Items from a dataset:
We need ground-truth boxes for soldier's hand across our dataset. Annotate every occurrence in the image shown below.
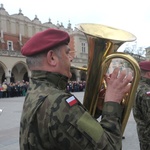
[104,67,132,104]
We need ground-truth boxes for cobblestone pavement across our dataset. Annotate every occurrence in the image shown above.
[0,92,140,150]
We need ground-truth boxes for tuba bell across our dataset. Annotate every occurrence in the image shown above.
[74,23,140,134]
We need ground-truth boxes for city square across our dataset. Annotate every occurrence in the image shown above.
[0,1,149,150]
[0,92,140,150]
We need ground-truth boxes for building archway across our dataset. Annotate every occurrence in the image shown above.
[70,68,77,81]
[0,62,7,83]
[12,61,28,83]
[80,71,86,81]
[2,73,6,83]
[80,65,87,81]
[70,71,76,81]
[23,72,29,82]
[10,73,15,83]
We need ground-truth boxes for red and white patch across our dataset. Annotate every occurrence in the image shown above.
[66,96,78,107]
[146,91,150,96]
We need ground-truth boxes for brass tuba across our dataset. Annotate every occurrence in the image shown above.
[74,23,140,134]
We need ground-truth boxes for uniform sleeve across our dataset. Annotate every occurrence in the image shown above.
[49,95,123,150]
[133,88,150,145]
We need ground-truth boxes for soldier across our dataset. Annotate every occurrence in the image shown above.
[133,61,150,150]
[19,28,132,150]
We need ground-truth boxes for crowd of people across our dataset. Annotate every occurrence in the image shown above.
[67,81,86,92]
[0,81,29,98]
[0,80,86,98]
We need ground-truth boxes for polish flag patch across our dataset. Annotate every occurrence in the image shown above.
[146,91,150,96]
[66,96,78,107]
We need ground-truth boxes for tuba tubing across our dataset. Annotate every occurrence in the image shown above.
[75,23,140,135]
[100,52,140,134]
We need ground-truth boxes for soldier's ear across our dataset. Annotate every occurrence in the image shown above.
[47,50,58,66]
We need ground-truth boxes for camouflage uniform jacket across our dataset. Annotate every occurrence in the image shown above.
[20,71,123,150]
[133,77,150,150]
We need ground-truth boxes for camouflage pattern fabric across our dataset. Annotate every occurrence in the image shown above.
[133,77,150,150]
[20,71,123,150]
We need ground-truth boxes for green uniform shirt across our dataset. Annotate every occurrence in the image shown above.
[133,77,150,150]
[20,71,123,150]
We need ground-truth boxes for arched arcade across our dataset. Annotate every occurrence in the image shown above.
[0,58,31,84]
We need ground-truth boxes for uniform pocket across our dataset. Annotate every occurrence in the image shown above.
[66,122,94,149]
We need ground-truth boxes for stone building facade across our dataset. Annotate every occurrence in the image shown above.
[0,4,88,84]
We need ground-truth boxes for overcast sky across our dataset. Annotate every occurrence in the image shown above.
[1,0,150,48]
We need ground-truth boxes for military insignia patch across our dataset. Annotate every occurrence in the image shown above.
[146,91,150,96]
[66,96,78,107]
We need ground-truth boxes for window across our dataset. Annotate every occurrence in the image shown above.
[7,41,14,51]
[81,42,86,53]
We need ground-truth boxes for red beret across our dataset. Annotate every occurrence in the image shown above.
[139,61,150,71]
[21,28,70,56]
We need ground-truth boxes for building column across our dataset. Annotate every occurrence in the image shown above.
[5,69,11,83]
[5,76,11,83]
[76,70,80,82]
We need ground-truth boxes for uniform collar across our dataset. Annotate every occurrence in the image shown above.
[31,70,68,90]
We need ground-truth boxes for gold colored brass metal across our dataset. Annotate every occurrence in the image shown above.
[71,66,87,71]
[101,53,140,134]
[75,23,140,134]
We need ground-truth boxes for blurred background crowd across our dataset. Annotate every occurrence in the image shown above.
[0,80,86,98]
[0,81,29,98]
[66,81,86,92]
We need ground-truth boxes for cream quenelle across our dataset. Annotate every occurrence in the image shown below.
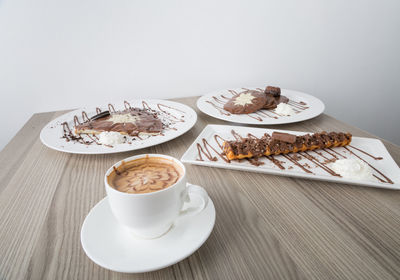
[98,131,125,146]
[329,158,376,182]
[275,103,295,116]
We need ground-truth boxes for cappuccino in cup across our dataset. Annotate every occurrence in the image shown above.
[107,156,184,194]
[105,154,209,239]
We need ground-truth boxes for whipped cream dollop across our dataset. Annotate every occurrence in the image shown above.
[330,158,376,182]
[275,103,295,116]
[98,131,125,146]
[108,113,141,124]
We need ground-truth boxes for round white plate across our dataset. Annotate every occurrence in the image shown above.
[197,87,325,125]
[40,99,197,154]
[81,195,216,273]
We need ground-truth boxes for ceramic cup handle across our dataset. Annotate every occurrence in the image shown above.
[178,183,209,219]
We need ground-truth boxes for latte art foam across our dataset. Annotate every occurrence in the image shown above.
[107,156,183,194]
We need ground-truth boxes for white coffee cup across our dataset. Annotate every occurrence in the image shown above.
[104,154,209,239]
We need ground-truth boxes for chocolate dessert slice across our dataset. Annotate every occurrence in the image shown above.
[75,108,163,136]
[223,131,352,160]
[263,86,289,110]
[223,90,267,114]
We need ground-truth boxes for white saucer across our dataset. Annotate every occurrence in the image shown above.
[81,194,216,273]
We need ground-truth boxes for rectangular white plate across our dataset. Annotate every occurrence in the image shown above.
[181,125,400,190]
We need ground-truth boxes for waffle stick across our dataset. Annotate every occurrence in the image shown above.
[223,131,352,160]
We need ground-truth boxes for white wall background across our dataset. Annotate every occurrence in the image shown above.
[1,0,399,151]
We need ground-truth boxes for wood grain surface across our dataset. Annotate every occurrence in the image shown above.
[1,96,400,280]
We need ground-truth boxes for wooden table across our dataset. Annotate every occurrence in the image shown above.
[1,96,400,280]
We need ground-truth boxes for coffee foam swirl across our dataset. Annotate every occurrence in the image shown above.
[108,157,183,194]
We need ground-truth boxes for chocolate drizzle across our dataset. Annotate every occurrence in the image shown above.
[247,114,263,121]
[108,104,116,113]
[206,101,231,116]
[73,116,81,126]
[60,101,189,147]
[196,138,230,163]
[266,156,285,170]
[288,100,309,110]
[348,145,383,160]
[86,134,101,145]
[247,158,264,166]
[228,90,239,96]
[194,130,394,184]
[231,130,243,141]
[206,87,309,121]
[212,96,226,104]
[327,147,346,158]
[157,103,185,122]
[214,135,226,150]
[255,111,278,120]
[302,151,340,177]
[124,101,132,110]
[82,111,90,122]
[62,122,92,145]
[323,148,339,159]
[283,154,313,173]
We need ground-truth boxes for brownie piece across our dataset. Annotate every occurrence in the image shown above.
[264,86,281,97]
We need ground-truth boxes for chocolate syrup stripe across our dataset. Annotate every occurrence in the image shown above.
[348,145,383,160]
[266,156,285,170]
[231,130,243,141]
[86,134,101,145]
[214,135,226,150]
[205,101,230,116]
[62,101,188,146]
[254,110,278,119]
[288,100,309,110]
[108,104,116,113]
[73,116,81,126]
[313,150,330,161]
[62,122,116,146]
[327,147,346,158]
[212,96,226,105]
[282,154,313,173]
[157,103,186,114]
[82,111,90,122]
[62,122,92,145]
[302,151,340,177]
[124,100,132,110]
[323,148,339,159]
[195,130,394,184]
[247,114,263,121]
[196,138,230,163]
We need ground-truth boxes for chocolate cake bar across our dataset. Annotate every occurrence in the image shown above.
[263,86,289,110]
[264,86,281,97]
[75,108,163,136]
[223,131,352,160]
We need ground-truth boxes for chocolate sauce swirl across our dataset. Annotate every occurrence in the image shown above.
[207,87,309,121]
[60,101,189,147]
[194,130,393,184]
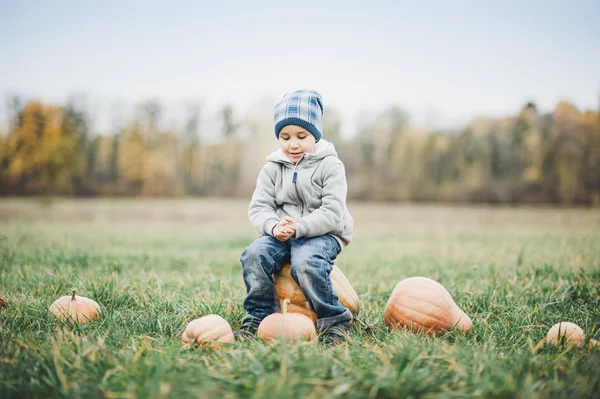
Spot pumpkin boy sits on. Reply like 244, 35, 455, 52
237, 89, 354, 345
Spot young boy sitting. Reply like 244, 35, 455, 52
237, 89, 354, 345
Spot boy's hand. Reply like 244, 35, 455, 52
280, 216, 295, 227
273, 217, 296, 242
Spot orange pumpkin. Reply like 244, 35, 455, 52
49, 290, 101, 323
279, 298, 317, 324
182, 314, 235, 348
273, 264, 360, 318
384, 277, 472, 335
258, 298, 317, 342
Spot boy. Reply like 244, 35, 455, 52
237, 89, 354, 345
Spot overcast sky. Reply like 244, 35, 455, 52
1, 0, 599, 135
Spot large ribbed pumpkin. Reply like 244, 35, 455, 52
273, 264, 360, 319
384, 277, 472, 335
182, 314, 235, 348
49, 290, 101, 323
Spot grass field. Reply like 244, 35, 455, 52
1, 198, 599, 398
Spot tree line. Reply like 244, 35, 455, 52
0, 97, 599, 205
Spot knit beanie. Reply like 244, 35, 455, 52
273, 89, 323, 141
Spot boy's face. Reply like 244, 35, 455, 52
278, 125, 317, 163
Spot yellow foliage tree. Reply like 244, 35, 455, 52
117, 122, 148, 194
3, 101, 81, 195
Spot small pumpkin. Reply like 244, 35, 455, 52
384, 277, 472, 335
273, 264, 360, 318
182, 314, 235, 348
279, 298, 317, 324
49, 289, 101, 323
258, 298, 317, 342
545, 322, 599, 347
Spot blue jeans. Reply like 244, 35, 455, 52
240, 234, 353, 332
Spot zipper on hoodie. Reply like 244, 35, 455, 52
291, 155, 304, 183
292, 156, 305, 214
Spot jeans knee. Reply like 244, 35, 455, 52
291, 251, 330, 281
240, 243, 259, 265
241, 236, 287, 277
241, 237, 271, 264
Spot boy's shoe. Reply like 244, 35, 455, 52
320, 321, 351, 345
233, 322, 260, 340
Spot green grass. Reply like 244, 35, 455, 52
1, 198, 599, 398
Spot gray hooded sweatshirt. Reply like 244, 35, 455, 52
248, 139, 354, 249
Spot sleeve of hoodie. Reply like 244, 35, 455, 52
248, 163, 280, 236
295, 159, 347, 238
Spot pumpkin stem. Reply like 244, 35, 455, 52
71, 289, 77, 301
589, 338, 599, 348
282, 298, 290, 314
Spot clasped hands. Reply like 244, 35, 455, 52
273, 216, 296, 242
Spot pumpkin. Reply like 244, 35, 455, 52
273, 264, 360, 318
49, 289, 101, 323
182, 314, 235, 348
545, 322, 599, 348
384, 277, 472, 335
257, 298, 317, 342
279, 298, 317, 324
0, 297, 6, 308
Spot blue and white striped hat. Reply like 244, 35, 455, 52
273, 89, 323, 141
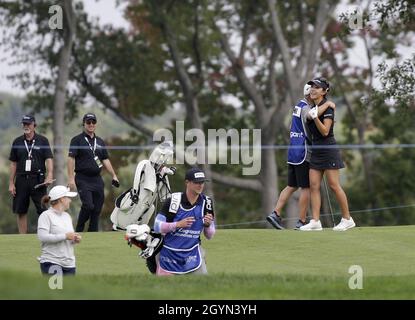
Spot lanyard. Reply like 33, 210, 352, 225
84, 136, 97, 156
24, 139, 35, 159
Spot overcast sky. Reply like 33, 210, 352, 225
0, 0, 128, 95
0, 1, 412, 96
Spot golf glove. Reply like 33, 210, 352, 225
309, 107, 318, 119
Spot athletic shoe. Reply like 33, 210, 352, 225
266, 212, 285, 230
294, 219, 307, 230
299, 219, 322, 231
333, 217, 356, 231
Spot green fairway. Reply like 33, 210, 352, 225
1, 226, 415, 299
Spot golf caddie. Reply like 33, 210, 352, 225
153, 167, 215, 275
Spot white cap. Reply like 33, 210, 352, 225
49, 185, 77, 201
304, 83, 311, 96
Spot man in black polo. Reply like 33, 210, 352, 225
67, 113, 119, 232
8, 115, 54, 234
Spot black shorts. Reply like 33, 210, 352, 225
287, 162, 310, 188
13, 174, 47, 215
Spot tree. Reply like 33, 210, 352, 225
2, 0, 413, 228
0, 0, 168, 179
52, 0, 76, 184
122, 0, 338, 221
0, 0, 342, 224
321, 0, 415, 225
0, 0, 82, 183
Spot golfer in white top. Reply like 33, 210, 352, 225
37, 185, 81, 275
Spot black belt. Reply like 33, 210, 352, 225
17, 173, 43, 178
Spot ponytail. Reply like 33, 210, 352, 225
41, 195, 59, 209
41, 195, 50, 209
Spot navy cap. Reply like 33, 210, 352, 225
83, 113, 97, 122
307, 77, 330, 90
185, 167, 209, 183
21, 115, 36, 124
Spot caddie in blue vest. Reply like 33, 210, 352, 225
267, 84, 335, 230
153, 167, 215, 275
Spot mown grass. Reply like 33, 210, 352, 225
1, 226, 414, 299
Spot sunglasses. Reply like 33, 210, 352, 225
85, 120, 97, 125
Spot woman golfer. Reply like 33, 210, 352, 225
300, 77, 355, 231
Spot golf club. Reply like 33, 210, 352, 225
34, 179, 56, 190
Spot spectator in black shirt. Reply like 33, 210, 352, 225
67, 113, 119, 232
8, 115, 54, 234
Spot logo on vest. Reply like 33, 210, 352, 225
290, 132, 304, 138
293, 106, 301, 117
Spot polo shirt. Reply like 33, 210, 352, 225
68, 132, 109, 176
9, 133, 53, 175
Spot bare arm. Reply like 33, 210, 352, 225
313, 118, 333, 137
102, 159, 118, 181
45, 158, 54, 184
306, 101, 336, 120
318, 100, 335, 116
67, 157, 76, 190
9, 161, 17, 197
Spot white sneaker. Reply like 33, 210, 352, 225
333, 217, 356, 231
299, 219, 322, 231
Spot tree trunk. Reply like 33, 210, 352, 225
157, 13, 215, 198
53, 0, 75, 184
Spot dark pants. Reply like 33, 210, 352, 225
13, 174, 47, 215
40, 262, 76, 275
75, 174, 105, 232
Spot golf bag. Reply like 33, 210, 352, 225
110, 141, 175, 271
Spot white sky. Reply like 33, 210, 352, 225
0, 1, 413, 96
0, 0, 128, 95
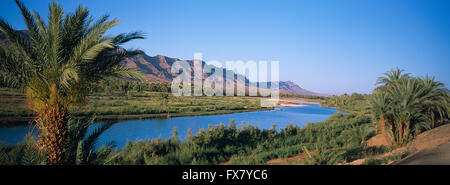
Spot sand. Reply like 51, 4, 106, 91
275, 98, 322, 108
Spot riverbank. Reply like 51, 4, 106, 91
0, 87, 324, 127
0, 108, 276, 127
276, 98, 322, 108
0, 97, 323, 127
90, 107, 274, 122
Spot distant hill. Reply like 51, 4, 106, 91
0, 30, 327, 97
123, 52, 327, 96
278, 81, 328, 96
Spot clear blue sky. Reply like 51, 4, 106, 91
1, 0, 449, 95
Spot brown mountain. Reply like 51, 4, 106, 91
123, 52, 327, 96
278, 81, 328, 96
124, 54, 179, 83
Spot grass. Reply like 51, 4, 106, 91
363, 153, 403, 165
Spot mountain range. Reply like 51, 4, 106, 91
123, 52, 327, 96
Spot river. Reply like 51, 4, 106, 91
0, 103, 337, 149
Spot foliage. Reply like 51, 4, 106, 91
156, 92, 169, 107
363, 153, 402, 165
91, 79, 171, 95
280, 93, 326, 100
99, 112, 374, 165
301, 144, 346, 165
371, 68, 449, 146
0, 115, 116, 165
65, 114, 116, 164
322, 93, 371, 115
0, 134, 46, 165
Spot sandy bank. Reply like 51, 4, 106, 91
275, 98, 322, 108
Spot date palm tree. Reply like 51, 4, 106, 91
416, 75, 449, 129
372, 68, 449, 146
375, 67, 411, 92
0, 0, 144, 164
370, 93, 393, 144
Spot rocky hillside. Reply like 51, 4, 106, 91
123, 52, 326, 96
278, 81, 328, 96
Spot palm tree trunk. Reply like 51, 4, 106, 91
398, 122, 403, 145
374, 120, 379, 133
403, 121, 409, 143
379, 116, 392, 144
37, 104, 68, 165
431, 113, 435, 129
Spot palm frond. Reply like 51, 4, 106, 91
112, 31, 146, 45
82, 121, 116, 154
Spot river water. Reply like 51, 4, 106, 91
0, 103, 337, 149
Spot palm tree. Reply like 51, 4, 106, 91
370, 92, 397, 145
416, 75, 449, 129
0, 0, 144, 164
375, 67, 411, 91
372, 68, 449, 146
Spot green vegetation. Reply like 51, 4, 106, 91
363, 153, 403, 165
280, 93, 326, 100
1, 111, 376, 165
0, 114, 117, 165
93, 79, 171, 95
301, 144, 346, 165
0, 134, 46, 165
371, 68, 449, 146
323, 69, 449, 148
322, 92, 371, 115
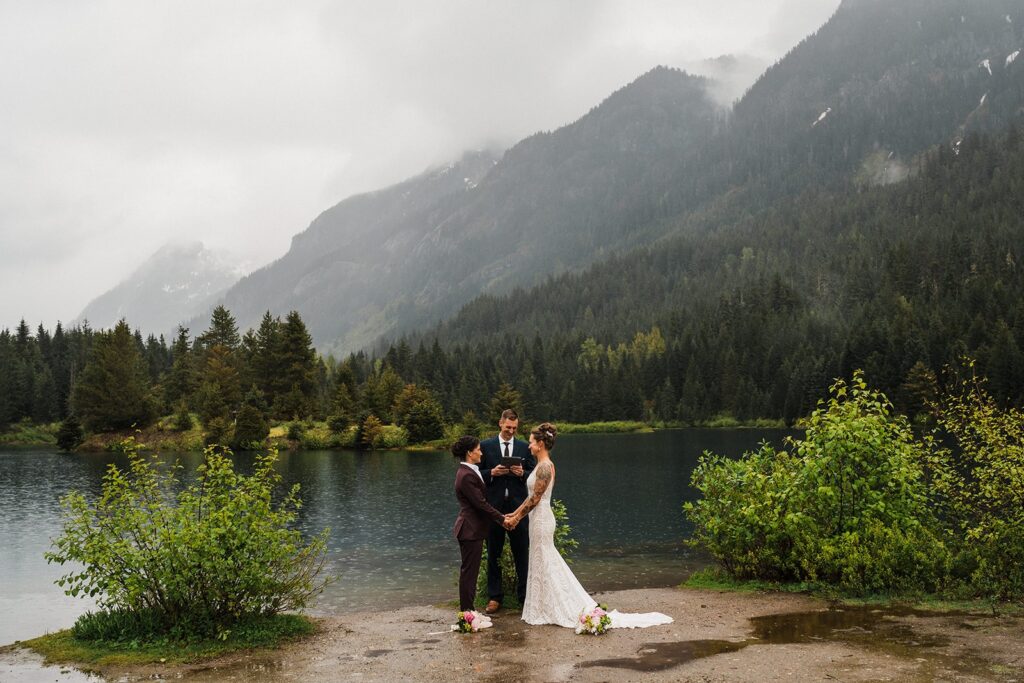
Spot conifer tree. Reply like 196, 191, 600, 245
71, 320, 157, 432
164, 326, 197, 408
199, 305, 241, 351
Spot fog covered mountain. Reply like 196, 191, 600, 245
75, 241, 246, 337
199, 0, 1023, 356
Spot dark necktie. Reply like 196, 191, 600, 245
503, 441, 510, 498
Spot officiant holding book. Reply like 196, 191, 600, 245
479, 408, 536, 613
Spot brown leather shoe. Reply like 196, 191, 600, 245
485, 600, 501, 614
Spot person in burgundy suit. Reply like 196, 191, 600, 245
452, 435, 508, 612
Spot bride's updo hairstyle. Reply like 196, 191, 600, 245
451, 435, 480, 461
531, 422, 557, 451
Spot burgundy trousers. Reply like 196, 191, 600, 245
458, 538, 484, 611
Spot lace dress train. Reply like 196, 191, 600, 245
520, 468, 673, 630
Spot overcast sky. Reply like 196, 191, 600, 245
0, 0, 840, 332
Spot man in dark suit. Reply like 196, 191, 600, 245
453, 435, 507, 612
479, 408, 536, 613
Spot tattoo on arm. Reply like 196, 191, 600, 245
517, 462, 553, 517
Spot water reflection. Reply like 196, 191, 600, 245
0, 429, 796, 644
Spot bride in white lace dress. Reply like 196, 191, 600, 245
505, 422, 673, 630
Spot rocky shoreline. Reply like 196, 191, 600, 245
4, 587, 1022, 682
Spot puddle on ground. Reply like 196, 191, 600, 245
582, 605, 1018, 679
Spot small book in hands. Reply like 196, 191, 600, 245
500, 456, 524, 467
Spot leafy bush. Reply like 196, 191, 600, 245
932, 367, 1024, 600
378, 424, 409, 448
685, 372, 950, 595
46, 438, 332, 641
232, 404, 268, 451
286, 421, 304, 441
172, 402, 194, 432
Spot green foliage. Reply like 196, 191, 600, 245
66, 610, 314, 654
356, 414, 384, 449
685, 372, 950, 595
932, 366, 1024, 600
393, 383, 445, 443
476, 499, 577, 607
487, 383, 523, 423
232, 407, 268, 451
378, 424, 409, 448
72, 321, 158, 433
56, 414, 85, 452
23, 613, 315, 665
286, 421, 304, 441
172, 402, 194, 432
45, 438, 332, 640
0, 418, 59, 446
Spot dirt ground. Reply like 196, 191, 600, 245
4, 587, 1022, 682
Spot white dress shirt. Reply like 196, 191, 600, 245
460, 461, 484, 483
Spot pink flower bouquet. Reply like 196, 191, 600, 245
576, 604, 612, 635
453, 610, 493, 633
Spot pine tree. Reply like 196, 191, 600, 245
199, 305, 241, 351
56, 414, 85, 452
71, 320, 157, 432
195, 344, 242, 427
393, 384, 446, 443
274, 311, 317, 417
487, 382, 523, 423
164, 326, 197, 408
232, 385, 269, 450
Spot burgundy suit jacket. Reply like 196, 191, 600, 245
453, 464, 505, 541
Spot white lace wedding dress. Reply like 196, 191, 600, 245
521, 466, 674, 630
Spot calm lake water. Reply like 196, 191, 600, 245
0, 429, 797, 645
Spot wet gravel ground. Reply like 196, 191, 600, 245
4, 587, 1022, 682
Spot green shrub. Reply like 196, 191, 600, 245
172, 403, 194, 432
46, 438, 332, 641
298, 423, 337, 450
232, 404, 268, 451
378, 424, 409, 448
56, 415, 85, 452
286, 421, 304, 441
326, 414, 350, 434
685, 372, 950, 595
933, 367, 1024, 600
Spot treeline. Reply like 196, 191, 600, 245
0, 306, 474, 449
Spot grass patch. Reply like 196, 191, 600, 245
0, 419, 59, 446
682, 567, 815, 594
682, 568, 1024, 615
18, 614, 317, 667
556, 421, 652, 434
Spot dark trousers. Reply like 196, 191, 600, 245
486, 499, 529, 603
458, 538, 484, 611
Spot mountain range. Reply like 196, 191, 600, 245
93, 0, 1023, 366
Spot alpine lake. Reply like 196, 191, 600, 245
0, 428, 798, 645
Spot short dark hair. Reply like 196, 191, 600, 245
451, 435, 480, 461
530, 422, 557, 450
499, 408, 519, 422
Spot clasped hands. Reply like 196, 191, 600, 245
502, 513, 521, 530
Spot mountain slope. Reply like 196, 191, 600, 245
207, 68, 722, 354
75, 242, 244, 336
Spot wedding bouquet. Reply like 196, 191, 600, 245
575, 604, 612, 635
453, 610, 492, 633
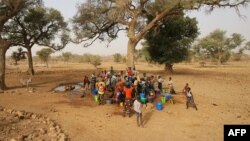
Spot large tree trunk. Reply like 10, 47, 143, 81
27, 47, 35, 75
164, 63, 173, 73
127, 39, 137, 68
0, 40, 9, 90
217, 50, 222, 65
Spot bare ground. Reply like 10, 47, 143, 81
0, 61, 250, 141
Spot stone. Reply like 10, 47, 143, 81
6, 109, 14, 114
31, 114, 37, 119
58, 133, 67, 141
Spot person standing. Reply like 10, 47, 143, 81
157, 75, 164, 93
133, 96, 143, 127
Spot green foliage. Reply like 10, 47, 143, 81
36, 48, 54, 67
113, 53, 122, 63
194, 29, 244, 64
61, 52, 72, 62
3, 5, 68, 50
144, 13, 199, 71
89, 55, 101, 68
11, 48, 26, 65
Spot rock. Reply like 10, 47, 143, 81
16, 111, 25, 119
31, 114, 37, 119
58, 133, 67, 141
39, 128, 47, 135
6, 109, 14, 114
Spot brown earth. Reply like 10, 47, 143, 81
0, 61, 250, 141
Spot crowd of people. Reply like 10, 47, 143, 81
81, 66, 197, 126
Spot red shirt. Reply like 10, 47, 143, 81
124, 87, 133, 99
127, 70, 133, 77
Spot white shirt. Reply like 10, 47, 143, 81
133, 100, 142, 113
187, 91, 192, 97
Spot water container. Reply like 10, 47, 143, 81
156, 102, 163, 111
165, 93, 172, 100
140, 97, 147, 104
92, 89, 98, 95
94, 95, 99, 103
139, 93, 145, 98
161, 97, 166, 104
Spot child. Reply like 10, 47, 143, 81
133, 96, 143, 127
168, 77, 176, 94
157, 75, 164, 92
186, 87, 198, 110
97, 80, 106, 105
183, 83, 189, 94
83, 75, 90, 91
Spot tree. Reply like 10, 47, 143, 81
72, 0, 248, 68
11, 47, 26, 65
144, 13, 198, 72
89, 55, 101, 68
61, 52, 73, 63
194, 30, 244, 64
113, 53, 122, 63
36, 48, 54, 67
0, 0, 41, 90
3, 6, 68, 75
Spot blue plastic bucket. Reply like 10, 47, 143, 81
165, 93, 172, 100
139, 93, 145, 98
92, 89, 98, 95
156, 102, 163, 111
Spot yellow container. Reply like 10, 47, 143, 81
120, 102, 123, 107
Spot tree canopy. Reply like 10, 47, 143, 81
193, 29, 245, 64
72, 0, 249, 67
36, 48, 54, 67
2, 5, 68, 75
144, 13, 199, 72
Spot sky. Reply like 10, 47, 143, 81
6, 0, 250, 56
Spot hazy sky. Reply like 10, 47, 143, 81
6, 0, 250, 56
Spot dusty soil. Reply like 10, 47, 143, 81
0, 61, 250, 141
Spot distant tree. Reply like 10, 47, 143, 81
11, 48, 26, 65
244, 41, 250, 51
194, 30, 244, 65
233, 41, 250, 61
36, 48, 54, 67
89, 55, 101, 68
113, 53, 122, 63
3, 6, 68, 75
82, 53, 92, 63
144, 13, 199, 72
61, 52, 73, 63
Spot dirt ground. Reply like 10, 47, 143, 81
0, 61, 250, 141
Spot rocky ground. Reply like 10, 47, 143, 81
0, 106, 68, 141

**What is needed:** Lines from the one containing "Spot tree canopy. Reply like 10, 47, 143, 81" through the final line of the entries above are to be output exactly; omit all others.

**Written response:**
Spot tree canopy. Reply like 10, 47, 143, 81
193, 29, 245, 64
72, 0, 249, 67
36, 48, 54, 67
2, 5, 68, 75
144, 13, 199, 72
Spot sky. Reply like 10, 47, 143, 81
6, 0, 250, 56
Spot hazy sky. Reply like 10, 47, 143, 81
6, 0, 250, 56
Spot dusty soil. Reply like 10, 47, 143, 81
0, 61, 250, 141
Spot distant tree. Reply like 10, 47, 143, 81
11, 48, 26, 65
244, 41, 250, 51
194, 30, 244, 65
233, 41, 250, 61
36, 48, 54, 67
89, 55, 101, 68
113, 53, 122, 63
3, 6, 68, 75
82, 53, 92, 63
144, 13, 199, 72
61, 52, 73, 63
Spot dirt ground. Reply like 10, 47, 143, 81
0, 61, 250, 141
Spot rocky ground. Reply like 10, 47, 143, 81
0, 106, 68, 141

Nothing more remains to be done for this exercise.